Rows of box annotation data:
──────────

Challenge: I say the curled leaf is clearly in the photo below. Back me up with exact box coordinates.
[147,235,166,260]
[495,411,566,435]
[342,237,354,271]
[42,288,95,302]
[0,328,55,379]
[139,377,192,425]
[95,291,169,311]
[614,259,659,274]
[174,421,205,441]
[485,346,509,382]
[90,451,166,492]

──────────

Rewrite the material with every "curled leaf" renamed to "wilted leaf" and everything else left the same.

• [TASK SOLUTION]
Challenge: I say the wilted leaf is clearly in the photo below. Back me up with exact box coordinates.
[147,235,166,260]
[495,411,566,435]
[342,237,354,271]
[42,288,95,302]
[0,328,55,379]
[139,377,192,425]
[95,291,169,311]
[614,259,659,274]
[174,421,205,441]
[485,346,509,382]
[90,451,166,492]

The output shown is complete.